* _Task prompt_:
Below are the records; collect from them each line containing the string "maroon".

***

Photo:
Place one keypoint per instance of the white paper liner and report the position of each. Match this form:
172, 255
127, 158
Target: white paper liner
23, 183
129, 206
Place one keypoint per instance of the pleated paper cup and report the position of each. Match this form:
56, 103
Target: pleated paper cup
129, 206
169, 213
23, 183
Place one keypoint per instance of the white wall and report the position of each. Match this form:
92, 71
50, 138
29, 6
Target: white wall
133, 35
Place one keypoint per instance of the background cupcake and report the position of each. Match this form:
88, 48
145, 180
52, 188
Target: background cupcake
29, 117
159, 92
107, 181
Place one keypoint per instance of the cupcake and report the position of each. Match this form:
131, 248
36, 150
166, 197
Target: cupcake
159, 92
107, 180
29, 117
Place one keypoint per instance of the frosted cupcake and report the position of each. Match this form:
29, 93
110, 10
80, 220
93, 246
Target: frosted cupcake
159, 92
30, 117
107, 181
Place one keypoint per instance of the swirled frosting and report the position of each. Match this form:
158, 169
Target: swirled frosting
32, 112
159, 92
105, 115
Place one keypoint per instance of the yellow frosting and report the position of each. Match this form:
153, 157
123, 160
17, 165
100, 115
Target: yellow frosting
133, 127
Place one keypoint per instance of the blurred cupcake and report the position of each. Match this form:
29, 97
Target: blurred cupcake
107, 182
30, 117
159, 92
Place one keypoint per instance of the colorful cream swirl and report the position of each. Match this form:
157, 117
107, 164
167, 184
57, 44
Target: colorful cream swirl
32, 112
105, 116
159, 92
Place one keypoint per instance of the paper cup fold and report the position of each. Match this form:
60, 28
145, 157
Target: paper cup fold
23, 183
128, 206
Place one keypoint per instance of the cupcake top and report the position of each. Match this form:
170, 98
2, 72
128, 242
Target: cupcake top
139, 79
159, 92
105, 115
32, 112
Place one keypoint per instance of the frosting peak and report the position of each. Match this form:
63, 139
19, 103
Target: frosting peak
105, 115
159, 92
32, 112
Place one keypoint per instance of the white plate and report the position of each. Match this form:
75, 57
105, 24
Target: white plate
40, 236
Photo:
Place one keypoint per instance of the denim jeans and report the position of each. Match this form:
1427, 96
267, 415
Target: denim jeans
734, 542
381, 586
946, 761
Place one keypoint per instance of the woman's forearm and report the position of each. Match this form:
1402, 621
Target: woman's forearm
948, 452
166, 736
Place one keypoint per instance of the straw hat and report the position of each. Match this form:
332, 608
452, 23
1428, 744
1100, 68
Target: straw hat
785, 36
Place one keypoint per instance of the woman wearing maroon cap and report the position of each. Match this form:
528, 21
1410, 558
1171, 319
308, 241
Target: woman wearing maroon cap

***

* _Response box_:
Place one keypoint per instance of the woman wearing maroon cap and report the position of each. Match this form:
Target: woman wearing maroon cap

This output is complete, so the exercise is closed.